(Data entries)
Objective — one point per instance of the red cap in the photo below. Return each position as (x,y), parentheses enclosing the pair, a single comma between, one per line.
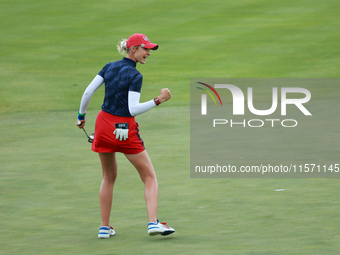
(141,40)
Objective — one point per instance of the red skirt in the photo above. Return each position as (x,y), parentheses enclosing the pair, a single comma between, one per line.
(105,141)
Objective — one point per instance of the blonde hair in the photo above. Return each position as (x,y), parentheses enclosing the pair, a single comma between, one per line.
(122,47)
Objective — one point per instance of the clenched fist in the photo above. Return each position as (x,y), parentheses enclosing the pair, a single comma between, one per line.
(165,95)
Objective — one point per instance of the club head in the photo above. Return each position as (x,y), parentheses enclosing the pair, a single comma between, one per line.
(91,137)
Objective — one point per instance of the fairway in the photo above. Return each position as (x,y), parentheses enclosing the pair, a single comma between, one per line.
(49,177)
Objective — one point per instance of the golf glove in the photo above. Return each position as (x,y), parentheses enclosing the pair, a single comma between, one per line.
(121,131)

(To do):
Print every line of the material above verbatim, omitting the pictures.

(Response):
Objective — one point per instance of the red cap in the photo below. Return each position as (x,y), parentheses enclosing the pair, a single comma between, one per line.
(141,40)
Objective — one point per instance of the red skirt in the photo above. Return each position as (x,y), parentheses enclosing the pair, a single comma between, one per line.
(105,141)
Objective — one point per instance of the blonde hair in the photo above. Return each position as (x,y), parentheses enclosing the pair, a single comma between, one per line.
(122,47)
Objective — one point per instance of the clenched fist in the photo above. Return each position as (x,y), parentheses enclosing the pair, a single comma between, one per line.
(165,95)
Objective — one point per instance of the club head in the photo above. Return each position as (x,y), parentheses enclosing the pair, a single comma between, one per line.
(91,137)
Objective — one point per instance of the fairway in the photo above. Return each position as (x,y), parentheses enclosing the pair, a single comma between, one per line.
(49,177)
Objective — one point per instance of the golf glove in the photo above. Return each position as (x,y), parentheses enclosing the pair, a single comma between, one per line.
(121,131)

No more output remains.